> **Objective**
Put everything in the listing below, from the line containing "Return one point for each instance of the toilet base." through the end of the listing, into a two-column CSV with the headers instruction and coordinates. Each text and its answer form one row, with each value in a single quoted field and any line breaks replaced by spaces.

> **Records to process**
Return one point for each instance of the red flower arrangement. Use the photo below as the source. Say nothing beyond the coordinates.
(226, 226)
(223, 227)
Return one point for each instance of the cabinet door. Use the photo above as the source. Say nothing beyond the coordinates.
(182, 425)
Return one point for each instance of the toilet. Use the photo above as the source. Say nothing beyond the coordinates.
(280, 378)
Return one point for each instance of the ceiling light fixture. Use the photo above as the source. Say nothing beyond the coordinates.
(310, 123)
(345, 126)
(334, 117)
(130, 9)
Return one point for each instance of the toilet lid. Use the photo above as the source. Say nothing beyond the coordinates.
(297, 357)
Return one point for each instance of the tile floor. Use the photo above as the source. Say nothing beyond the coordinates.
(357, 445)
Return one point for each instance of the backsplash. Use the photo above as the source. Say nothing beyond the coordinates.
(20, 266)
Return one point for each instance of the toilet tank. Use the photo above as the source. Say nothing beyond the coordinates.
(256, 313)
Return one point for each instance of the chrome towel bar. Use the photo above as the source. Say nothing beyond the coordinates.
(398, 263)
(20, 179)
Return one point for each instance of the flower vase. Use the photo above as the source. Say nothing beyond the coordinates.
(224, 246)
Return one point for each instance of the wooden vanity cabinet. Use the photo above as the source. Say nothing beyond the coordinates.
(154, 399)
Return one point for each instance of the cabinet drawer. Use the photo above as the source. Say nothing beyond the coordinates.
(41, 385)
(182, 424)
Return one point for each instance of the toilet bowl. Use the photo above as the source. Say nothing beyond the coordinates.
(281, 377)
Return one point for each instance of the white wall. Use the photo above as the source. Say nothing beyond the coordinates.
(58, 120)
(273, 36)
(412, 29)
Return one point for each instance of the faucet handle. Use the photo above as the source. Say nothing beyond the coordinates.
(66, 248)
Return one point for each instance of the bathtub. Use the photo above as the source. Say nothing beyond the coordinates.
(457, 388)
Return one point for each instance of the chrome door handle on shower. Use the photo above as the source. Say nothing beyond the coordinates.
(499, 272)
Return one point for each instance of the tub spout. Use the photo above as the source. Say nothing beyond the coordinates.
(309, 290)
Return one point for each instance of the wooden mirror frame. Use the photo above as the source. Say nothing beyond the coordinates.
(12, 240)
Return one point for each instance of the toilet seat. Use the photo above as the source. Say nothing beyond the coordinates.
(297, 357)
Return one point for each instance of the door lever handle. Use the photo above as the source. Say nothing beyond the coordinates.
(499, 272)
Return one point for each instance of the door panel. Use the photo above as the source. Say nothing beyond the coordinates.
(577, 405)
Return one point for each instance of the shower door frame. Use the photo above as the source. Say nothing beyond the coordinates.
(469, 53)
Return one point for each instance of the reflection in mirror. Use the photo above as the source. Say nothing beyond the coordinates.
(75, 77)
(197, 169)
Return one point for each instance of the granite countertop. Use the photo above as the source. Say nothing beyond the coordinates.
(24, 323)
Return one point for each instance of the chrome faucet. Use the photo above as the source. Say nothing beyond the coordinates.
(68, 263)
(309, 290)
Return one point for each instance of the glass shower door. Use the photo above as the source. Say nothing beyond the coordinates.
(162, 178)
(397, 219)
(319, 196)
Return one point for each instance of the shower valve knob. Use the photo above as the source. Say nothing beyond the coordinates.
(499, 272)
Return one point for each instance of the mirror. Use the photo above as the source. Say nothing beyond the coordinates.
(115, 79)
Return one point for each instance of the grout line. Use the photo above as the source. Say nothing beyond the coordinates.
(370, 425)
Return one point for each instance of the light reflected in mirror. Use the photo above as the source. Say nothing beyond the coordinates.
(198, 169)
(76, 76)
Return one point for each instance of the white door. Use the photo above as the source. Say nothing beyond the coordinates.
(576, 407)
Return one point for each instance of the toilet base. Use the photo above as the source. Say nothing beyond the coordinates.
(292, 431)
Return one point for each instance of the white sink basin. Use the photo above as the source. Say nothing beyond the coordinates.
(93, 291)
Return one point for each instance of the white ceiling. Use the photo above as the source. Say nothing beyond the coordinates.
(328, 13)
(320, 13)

> **Right answer**
instruction,coordinates
"Return one point for each instance of the toilet base. Use the photo above as the source. Say nothing beyond the coordinates.","(292, 431)"
"Return one point for each instance of the white sink basin. Use the photo above as the source. Say nothing beyond the coordinates.","(93, 291)"
"Return one point for each instance of the white ceiling. Use the photo above as the source. Say nothing beyond the coordinates.","(328, 13) (320, 13)"